Raw records
-- start --

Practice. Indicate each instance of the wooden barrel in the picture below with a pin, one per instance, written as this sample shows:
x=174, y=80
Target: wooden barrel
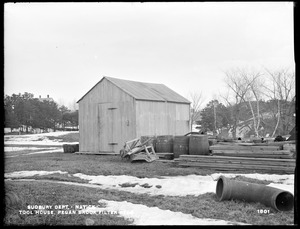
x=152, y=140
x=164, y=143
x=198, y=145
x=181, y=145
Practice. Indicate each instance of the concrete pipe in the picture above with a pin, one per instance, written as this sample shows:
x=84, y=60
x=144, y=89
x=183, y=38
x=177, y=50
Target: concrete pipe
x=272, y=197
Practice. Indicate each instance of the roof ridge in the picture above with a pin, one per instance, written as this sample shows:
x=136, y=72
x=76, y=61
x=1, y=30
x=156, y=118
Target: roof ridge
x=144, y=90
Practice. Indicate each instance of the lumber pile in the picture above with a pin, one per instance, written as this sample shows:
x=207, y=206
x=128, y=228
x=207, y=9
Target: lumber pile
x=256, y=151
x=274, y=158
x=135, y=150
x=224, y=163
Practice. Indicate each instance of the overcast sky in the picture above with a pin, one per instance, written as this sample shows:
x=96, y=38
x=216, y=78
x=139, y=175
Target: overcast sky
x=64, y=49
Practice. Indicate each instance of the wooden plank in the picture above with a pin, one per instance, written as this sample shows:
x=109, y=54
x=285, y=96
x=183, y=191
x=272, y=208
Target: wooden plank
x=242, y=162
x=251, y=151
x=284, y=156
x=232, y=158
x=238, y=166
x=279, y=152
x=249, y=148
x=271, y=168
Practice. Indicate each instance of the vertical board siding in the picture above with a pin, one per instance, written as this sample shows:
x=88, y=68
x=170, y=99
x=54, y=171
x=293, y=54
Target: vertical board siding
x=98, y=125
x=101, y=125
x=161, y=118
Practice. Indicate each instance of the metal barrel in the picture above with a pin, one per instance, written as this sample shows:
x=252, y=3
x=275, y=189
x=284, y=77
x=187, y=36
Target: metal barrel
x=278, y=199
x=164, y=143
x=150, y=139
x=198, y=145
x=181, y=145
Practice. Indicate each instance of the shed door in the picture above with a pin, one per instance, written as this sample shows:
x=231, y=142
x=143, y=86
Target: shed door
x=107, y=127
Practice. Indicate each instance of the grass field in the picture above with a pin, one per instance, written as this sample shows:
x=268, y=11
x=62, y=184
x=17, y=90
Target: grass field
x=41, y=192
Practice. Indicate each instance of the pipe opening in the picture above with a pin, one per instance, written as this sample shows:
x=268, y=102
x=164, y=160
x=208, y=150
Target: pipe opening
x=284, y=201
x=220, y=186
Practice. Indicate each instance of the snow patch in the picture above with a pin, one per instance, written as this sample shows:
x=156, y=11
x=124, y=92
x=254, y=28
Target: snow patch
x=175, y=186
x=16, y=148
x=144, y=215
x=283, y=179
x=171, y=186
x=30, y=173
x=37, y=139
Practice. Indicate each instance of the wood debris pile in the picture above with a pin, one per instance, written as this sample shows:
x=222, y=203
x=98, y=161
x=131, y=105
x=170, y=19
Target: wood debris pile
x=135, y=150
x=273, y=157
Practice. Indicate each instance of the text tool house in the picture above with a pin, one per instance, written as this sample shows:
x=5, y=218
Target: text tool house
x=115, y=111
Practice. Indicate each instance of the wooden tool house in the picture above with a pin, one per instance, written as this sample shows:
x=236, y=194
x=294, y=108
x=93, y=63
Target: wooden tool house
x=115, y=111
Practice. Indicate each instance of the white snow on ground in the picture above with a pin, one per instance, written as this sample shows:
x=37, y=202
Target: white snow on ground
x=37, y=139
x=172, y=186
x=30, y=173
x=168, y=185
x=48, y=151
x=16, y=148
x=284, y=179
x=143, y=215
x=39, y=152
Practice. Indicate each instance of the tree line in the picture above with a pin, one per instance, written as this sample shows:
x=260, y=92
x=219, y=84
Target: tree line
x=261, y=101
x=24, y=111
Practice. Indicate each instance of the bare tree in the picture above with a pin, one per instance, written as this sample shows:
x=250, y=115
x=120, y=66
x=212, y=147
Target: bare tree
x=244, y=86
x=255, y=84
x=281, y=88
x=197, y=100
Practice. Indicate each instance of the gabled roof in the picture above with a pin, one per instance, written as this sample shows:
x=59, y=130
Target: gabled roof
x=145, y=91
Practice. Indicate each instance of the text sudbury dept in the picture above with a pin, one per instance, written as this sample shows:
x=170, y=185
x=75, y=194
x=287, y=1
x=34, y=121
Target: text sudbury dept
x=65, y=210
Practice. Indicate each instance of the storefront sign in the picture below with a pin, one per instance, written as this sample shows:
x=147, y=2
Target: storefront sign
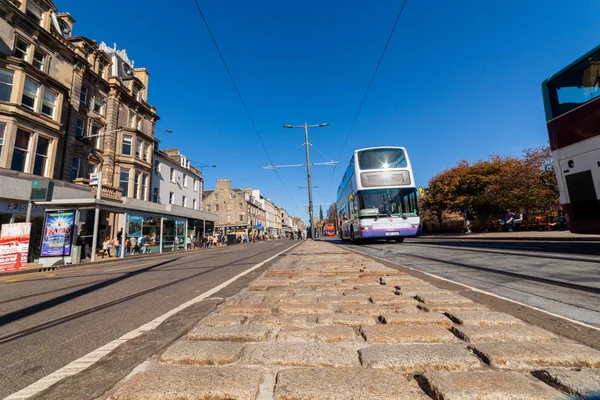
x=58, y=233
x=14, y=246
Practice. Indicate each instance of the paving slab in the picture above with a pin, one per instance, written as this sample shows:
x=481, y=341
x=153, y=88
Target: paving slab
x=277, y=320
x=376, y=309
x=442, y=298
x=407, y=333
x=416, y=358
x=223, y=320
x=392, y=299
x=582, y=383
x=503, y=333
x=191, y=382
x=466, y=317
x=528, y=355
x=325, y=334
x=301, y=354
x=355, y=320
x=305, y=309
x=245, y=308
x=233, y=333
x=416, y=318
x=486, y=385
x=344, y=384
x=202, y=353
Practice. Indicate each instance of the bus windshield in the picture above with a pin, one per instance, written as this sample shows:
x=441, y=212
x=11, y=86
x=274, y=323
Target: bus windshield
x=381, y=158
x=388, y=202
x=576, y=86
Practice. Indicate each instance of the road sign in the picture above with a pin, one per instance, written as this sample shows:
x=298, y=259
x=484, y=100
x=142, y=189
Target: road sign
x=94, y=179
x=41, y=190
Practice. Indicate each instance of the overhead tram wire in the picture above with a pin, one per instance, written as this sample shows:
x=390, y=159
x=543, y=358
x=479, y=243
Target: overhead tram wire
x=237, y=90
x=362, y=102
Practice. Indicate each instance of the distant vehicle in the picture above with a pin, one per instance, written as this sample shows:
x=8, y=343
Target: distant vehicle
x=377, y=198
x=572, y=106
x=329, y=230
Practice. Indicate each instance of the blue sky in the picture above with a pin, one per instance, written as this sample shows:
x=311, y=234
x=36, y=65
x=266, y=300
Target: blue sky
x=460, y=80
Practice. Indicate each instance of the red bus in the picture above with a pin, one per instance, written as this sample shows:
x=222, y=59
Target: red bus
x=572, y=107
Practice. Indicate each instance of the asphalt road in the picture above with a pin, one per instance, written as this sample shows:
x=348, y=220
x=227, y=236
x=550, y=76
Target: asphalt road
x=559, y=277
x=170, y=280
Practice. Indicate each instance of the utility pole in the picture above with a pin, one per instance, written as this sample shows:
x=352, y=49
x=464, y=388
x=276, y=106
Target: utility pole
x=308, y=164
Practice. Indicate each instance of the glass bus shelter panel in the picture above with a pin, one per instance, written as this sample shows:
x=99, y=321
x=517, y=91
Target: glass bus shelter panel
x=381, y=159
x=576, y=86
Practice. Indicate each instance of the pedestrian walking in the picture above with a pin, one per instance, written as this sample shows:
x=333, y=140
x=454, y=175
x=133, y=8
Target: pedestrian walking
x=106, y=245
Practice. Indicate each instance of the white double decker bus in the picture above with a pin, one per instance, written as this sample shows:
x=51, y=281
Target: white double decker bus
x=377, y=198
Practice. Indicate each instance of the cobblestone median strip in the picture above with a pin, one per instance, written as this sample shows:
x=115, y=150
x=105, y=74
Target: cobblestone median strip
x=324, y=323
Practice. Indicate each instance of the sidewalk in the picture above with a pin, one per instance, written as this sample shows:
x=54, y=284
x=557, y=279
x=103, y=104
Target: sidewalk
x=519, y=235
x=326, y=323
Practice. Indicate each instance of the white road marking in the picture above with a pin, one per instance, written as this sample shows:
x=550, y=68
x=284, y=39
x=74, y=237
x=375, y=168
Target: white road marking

-- end --

Reproduce all of these lines with "written as this sample shows" replaced by "formatted like this sample" everywhere it occurs, changing nothing else. Omit the pictures from your output.

Practice. Indicate each instance of the wooden barrel in the picture below with a pin, one per instance, formatted like this sample:
x=174, y=80
Target: wooden barrel
x=152, y=140
x=164, y=143
x=198, y=145
x=181, y=145
Practice. Indicate each instance of the concrete pipe in the picture above with a pin, one per instance, formatted like this sample:
x=84, y=60
x=144, y=89
x=183, y=38
x=177, y=50
Target: concrete pipe
x=272, y=197
Practice. Indicate each instance of the roof ridge in the picture above with a pin, one per instance, formatted like this sample:
x=136, y=72
x=76, y=61
x=1, y=30
x=156, y=118
Target: roof ridge
x=144, y=90
Practice. Indicate each instance of the lumber pile in the picture above with a pin, one per instance, formatted like this sample:
x=207, y=206
x=128, y=228
x=207, y=9
Target: lumber pile
x=256, y=151
x=274, y=158
x=135, y=150
x=224, y=163
Practice. Indicate each instance of the overcast sky in the picture above with a pin, one per instance, formatted like this sample:
x=96, y=38
x=216, y=78
x=139, y=175
Target: overcast sky
x=64, y=49
Practice. Indicate each instance of the wooden plank in the picture above with a pin, one per instance, formatted like this sample:
x=109, y=54
x=285, y=96
x=183, y=191
x=272, y=208
Target: wooden plank
x=242, y=162
x=251, y=151
x=284, y=156
x=232, y=158
x=238, y=166
x=279, y=152
x=249, y=148
x=271, y=168
Practice. Indicate each instance of the vertical board siding in the picture above with a pin, one per instance, formatted like this sample:
x=88, y=68
x=170, y=99
x=54, y=171
x=293, y=54
Target: vertical board siding
x=98, y=125
x=101, y=125
x=161, y=118
Practice. Indicate each instance of the metal barrel in the picture above with a pin, one per instance, formatted like this sample:
x=252, y=3
x=275, y=189
x=284, y=77
x=187, y=36
Target: metal barrel
x=278, y=199
x=164, y=143
x=150, y=139
x=198, y=145
x=181, y=145
Practice. Indicate each instance of the shed door in the picture above with a pin, one per instance, formatted like this sample:
x=231, y=142
x=143, y=86
Target: shed door
x=107, y=127
Practice. Indicate each instance of the grass field in the picture above with a pin, one per instance, formatted like this sample:
x=268, y=11
x=62, y=184
x=17, y=90
Target: grass field
x=41, y=192
Practice. Indicate each instance of the pipe opening in the picture above with a pin, one per instance, formatted like this sample:
x=268, y=102
x=164, y=160
x=208, y=150
Target: pipe opening
x=284, y=201
x=220, y=186
Practice. Indicate each instance of the snow patch in the picture above with a pin, one per instance, formatted like this sample:
x=156, y=11
x=124, y=92
x=254, y=28
Target: snow patch
x=175, y=186
x=16, y=148
x=144, y=215
x=283, y=179
x=171, y=186
x=30, y=173
x=37, y=139
Practice. Indicate each instance of the wood debris pile in the picture above with a pin, one per instance, formatted like this sample:
x=222, y=203
x=98, y=161
x=131, y=105
x=170, y=19
Target: wood debris pile
x=135, y=150
x=273, y=157
Practice. Indicate each instance of the text tool house in the picture above with a pin, one per instance, formatted like this sample:
x=5, y=218
Target: text tool house
x=115, y=111
Practice. Indicate each instance of the wooden tool house in the picture above with a pin, one per instance, formatted like this sample:
x=236, y=194
x=294, y=108
x=93, y=63
Target: wooden tool house
x=115, y=111
Practice. Indicate each instance of the white snow on ground in the picture above with a pin, one per instance, formatted like this sample:
x=37, y=202
Target: white snow on ground
x=37, y=139
x=172, y=186
x=30, y=173
x=168, y=185
x=48, y=151
x=16, y=148
x=284, y=179
x=143, y=215
x=39, y=152
Practice. Indicate each instance of the tree line in the picture above with a pin, one per instance, formatted like this sample:
x=260, y=92
x=219, y=84
Target: tree line
x=261, y=101
x=24, y=111
Practice. Indicate each instance of the bare tree in the picture above with a pin, one per instance, formatted like this sample:
x=250, y=115
x=120, y=66
x=212, y=147
Target: bare tree
x=244, y=86
x=255, y=84
x=281, y=88
x=197, y=100
Practice. Indicate each instance of the gabled roof in the picture above with a pin, one per instance, formatted like this sample:
x=59, y=130
Target: gabled roof
x=145, y=91
Practice. Indicate each instance of the text sudbury dept in the picture above with a pin, one per instance, formatted like this sample:
x=170, y=185
x=75, y=194
x=287, y=1
x=34, y=121
Target: text sudbury dept
x=65, y=210
Practice. Indicate each instance of the storefront sign in the picture below with a pin, one per instance, formatted like this sample:
x=147, y=2
Target: storefront sign
x=58, y=233
x=14, y=246
Practice. Indicate each instance of the paving slab in the picture above with a pin, one per instance, formatted like this sample:
x=481, y=341
x=153, y=88
Target: paving slab
x=277, y=320
x=376, y=309
x=442, y=298
x=407, y=333
x=416, y=358
x=223, y=320
x=392, y=299
x=582, y=383
x=503, y=333
x=191, y=382
x=466, y=317
x=528, y=355
x=325, y=334
x=301, y=354
x=355, y=320
x=305, y=309
x=245, y=308
x=233, y=333
x=416, y=318
x=486, y=385
x=344, y=384
x=202, y=353
Practice. Indicate each instance of the bus windshield in the picture above with a pin, one per instance, formatted like this sample:
x=441, y=212
x=11, y=86
x=274, y=323
Target: bus windshield
x=381, y=158
x=388, y=202
x=576, y=86
Practice. Indicate each instance of the road sign in the picture above with a pin, one per instance, formatted like this sample:
x=298, y=259
x=484, y=100
x=142, y=189
Target: road sign
x=94, y=179
x=41, y=190
Practice. Indicate each instance of the overhead tram wire in the picture above with a pin, one per instance, formatted like this sample:
x=390, y=159
x=543, y=358
x=479, y=243
Target: overhead tram wire
x=237, y=90
x=362, y=102
Practice. Indicate each instance of the distant vehicle in the picture above with a pin, one per instance, formatted like this sample:
x=8, y=343
Target: distant vehicle
x=377, y=198
x=572, y=106
x=329, y=230
Practice. Indicate each instance of the blue sky in the picture above with a pin, one per instance, formatted like this sample:
x=311, y=234
x=36, y=65
x=266, y=300
Target: blue sky
x=460, y=80
Practice. Indicate each instance of the red bus in the picture above with a pin, one per instance, formatted like this sample:
x=222, y=59
Target: red bus
x=572, y=107
Practice. Indicate each instance of the asphalt road in the picture above with a pin, one per instance, formatted like this sample:
x=348, y=220
x=227, y=236
x=550, y=76
Target: asphalt road
x=559, y=277
x=170, y=280
Practice. Indicate each instance of the utility pole in the picture above with a pin, one per instance, formatted like this sample:
x=352, y=49
x=464, y=388
x=276, y=106
Target: utility pole
x=308, y=164
Practice. Indicate each instance of the glass bus shelter panel in the picture above with a pin, one per instance, formatted like this sample:
x=99, y=321
x=517, y=91
Target: glass bus shelter panel
x=381, y=159
x=576, y=86
Practice. Indicate each instance of the pedestrian walking in the picture above with a pin, one per instance, formatted like this sample:
x=333, y=140
x=454, y=175
x=133, y=8
Target: pedestrian walking
x=106, y=245
Practice. Indicate each instance of the white double decker bus in the picture above with a pin, one per instance, formatted like this sample:
x=51, y=281
Target: white double decker bus
x=377, y=198
Practice. Indicate each instance of the cobblestone median strip in the picture above with a pin, one per instance, formatted like this sample:
x=115, y=150
x=105, y=74
Target: cobblestone median strip
x=324, y=323
Practice. Indicate each instance of the sidewalk in the picture above with a pin, one per instance, formatted like this sample:
x=54, y=284
x=557, y=279
x=103, y=104
Target: sidewalk
x=519, y=235
x=326, y=323
Practice. Indicate each instance of the white road marking in the picture above with a pin, one per instance, formatted like this sample:
x=550, y=68
x=284, y=39
x=74, y=237
x=375, y=168
Target: white road marking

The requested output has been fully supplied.